=== Exercise data ===

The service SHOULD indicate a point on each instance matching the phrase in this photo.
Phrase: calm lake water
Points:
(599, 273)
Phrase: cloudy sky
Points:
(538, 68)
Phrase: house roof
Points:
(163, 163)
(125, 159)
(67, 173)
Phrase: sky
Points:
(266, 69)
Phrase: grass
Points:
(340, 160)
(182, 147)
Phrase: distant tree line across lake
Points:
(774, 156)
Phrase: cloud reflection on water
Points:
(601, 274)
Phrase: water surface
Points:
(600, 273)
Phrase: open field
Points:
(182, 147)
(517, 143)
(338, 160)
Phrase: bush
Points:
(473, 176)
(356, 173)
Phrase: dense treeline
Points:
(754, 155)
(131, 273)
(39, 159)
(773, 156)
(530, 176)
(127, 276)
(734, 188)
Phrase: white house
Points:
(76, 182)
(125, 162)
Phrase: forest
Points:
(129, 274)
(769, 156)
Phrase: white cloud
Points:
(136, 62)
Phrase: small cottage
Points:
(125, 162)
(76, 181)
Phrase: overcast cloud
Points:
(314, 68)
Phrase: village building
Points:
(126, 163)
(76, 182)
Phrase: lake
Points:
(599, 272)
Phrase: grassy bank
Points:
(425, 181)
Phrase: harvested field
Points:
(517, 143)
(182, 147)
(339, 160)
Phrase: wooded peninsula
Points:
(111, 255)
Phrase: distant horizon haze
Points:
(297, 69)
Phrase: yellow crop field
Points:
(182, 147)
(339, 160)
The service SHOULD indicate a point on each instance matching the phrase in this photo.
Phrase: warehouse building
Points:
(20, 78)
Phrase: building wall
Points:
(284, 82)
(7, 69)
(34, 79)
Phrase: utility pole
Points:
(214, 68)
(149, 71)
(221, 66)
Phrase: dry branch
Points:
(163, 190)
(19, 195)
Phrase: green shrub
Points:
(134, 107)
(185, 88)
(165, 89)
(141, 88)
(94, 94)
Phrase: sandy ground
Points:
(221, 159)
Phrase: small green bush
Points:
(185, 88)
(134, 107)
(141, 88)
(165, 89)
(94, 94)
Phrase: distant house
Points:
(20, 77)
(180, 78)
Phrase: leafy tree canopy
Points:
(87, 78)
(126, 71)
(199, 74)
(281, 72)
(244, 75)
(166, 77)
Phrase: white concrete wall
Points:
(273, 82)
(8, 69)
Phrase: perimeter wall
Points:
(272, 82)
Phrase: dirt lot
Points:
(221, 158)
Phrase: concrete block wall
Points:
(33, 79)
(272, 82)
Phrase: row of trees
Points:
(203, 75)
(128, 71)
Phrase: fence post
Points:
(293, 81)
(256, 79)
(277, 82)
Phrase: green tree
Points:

===

Required action ->
Could you return all lines from the data above that contain the string "green"?

Task response ->
Phrase: green shrub
Phrase: small green bush
Phrase: green tree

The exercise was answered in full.